→ **Material shown**
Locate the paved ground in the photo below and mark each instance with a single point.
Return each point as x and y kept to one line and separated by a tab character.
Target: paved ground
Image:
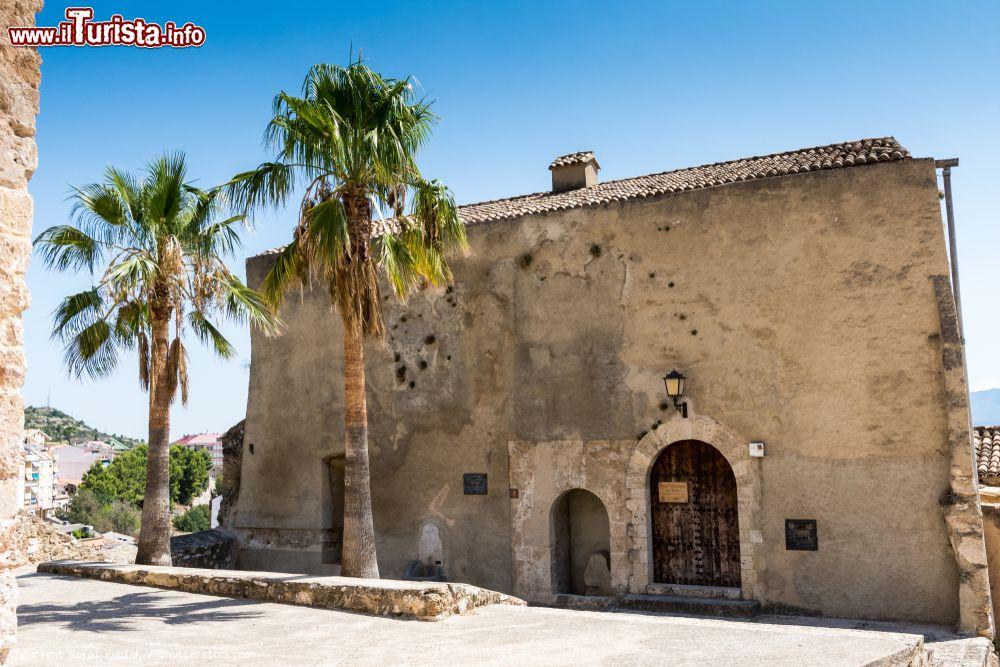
65	620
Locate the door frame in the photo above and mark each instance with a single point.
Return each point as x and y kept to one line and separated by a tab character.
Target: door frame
746	470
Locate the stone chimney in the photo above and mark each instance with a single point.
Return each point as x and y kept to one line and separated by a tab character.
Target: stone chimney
574	171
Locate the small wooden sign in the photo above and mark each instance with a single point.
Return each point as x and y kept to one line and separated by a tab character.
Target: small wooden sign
673	492
474	483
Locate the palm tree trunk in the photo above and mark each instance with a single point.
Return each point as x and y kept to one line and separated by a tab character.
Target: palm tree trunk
359	557
154	533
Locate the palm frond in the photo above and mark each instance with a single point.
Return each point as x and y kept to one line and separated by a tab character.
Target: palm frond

→ **Aim of the task**
Copy the listing over exactly, skipping the pictures it holds.

→ **Completed exercise**
Locate the paved ground in the photo below and mark each instance with a single point.
Return each point as x and y kept to one line and separated by a tab character.
Target: paved ground
Image:
65	620
Locate the door frame in the photo above and mark each instance with a single point.
Return each point as x and y kept to one line and separated by a tab character.
Target: door frame
746	470
Locate the stone chimney in the photo above and mark each instance with a single point.
Return each point as x and y kept to one line and separated by a tab character.
Target: stone chimney
574	171
Locate the small wooden sign in the photo above and mark each instance with a single point.
Return each point as x and y kept to one line and separated by a tab character.
Target: small wooden sign
673	492
474	483
Locate the palm tree trunk in the photo above and mark each instance with a single point.
Return each point as x and y kept to one line and separated by a tab character.
Target: palm tree trunk
359	557
154	533
Locate the palm frond in the photo above and mark each instance with a single point.
Return each point as x and y kept to one line and separated by a tab character.
Target: palm frond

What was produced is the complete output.